● **Records from a dataset**
* * * * *

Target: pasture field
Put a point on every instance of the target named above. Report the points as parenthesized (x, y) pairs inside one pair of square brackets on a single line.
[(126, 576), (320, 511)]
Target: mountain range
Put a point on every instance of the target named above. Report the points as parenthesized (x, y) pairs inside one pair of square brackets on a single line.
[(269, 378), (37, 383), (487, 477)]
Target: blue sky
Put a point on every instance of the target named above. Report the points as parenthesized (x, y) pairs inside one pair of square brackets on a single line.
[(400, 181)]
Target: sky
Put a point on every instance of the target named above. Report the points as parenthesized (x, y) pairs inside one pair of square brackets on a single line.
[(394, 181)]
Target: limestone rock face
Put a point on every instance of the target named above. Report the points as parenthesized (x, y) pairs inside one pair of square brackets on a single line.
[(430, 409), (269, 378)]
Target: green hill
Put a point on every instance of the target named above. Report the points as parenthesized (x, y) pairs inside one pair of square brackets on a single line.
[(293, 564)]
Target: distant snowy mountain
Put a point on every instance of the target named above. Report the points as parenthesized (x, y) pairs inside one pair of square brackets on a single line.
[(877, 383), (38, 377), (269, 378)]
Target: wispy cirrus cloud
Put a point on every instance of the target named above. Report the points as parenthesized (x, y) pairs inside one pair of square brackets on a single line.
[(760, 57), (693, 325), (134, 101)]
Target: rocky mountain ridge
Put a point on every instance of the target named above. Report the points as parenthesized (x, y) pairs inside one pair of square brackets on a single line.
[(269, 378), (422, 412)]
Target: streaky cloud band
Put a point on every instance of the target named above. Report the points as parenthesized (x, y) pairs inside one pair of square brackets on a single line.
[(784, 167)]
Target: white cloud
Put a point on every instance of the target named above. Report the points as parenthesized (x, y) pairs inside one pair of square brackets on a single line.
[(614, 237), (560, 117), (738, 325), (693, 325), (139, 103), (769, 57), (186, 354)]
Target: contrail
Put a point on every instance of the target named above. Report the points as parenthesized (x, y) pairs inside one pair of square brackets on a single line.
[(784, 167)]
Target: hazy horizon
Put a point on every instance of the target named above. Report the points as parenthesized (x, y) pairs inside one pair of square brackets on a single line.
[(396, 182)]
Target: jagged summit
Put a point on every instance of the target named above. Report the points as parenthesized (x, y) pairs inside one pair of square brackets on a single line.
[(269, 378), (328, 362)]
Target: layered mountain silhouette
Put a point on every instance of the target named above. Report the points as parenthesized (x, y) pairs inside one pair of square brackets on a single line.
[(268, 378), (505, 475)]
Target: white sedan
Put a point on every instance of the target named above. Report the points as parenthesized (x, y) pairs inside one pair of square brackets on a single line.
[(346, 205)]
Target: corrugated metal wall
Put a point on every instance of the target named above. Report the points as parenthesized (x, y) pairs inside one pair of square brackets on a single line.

* * * * *

● **ACTIVITY**
Copy only the entries from the first line to the line with "Target: mountain range", each exactly as it appears.

● **RESULT OF THE EXERCISE**
Target: pasture field
Put a point on every instance of the target named above. Report the points as parenthesized (x, y) pairs inside one pair of square brackets on a single line.
[(126, 576), (320, 511)]
Target: mountain range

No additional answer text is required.